● **Goal**: Locate every line in the data below that contains the string "this" and copy each one out, treating uppercase and lowercase as different.

● **Raw data**:
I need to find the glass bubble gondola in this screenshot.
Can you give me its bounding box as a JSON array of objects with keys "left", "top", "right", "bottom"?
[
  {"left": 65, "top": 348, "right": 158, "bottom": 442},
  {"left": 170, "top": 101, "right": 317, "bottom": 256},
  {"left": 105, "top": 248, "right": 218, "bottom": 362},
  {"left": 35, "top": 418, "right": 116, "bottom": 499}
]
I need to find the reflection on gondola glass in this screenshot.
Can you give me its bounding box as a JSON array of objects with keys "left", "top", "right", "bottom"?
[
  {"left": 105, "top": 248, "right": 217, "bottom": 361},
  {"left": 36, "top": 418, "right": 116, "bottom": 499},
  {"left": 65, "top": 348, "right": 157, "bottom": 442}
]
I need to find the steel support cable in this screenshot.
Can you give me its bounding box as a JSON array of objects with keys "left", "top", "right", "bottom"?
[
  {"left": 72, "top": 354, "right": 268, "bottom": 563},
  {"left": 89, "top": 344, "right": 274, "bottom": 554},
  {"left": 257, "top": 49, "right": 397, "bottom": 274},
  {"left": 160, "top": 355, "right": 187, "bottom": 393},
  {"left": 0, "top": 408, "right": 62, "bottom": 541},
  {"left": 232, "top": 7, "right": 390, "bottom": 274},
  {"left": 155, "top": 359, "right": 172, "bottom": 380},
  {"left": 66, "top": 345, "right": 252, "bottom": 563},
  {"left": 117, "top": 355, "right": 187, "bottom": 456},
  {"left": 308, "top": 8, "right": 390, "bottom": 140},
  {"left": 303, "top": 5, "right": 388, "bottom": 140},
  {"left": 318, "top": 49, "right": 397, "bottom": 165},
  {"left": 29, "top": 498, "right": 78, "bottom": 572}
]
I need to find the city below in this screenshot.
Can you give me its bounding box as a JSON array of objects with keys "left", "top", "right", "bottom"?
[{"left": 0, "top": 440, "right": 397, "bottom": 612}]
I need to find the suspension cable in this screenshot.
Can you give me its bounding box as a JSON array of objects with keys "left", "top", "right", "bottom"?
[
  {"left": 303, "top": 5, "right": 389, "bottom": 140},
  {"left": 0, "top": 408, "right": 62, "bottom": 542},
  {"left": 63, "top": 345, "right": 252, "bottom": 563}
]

● **Solution to the exercise**:
I need to find the glass bubble gondola in this screenshot.
I need to find the reflection on gondola glass in this screenshot.
I need to find the steel support cable in this screenshot.
I need to find the city below in this screenshot.
I need to find the suspension cable in this screenshot.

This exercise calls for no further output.